Texto citado
>>

3.5.07

Não ver, não ouvir, não falar

Em Junho de 75, furioso com o ruído mediático gerado pela prisão de Arnaldo de Matos e doutros militantes do MRPP, Otelo Saraiva de Carvalho declarou: «o PAIGC fuzilou, imediatamente, e enterrou dezenas de contra-revolucionários que se opunham à Revolução. Mataram-nos e enterraram-nos. E não houve uma única linha a tratar deste problema.» Assim postas as coisas Otelo tinha razão: não se percebia tamanho alarido por causa da detenção dumas dezenas de jovens ruidosos quando «não houve uma única linha» a tratar do desarmamento e entrega ao PAIGC, pelo exército português, dos cidadãos nascidos na Guiné que tinham integrado as Forças Armadas Portuguesas. `###
O destino de muitos destes homens foi exactamente aquele que Otelo descreveu: “o PAIGC fuzilou, imediatamente, e enterrou dezenas de contra-revolucionários que se opunham à Revolução. Mataram-nos e enterraram-nos.”

<<

Tarefa curta A
Pode extrair na íntegra o texto citado acima, sem mudar uma única palavra nem sinal?

Entradas da tarefa
>>

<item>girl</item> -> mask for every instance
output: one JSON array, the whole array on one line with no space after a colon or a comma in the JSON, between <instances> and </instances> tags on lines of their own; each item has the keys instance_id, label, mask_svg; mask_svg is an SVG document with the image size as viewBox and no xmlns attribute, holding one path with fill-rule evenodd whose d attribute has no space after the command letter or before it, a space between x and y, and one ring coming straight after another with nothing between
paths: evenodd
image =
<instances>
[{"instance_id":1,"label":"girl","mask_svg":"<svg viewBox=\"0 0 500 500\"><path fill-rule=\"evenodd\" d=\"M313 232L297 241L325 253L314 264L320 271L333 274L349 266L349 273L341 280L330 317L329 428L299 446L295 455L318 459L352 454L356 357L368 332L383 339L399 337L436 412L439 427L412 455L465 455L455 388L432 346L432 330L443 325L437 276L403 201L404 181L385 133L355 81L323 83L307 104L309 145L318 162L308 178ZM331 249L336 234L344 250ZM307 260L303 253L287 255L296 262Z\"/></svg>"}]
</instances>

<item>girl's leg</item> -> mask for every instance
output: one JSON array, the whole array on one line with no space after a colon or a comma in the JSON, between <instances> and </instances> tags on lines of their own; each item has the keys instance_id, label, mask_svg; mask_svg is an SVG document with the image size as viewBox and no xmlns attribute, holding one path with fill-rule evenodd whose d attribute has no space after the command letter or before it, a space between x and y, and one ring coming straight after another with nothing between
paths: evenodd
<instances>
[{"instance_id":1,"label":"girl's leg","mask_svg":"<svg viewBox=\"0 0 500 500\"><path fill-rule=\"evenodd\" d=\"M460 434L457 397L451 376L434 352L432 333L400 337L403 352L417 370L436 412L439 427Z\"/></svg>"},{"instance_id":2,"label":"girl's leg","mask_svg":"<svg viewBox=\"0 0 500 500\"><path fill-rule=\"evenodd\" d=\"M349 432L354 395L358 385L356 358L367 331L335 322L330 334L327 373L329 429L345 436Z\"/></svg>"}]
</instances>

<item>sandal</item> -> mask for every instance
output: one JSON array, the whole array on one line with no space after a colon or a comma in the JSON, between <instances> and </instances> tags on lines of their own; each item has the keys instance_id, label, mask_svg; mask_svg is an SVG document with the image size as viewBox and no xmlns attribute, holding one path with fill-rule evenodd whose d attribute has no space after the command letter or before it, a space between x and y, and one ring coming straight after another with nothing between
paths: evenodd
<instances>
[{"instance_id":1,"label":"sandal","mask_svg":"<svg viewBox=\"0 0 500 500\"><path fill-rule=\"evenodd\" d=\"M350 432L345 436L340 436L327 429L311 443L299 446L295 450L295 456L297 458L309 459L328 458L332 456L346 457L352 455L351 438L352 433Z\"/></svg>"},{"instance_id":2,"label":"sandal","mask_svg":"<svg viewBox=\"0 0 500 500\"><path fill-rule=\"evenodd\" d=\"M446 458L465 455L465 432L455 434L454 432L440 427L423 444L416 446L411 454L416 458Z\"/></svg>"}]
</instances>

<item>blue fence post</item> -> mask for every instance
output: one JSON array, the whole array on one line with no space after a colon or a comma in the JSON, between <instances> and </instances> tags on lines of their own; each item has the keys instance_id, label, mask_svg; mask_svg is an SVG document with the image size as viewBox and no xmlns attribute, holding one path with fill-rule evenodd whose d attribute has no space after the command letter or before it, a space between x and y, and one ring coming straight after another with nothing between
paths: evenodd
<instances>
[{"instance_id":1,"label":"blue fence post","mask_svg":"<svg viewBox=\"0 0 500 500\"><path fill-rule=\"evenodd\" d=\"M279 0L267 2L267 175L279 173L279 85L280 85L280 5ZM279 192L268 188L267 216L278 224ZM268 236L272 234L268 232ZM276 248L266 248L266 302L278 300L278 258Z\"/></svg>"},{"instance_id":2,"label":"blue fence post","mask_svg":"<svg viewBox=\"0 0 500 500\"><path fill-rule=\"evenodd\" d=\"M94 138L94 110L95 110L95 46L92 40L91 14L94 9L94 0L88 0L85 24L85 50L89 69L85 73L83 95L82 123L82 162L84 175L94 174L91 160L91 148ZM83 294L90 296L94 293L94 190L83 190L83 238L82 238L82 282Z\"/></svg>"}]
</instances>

<<

Tarefa curta B
Em quantas linhas das entradas aparece a palavra "every"? Responda apenas com o número.

Resultado esperado A
3.5.07

Não ver, não ouvir, não falar

Em Junho de 75, furioso com o ruído mediático gerado pela prisão de Arnaldo de Matos e doutros militantes do MRPP, Otelo Saraiva de Carvalho declarou: «o PAIGC fuzilou, imediatamente, e enterrou dezenas de contra-revolucionários que se opunham à Revolução. Mataram-nos e enterraram-nos. E não houve uma única linha a tratar deste problema.» Assim postas as coisas Otelo tinha razão: não se percebia tamanho alarido por causa da detenção dumas dezenas de jovens ruidosos quando «não houve uma única linha» a tratar do desarmamento e entrega ao PAIGC, pelo exército português, dos cidadãos nascidos na Guiné que tinham integrado as Forças Armadas Portuguesas. `###
O destino de muitos destes homens foi exactamente aquele que Otelo descreveu: “o PAIGC fuzilou, imediatamente, e enterrou dezenas de contra-revolucionários que se opunham à Revolução. Mataram-nos e enterraram-nos.”

Resultado esperado B
4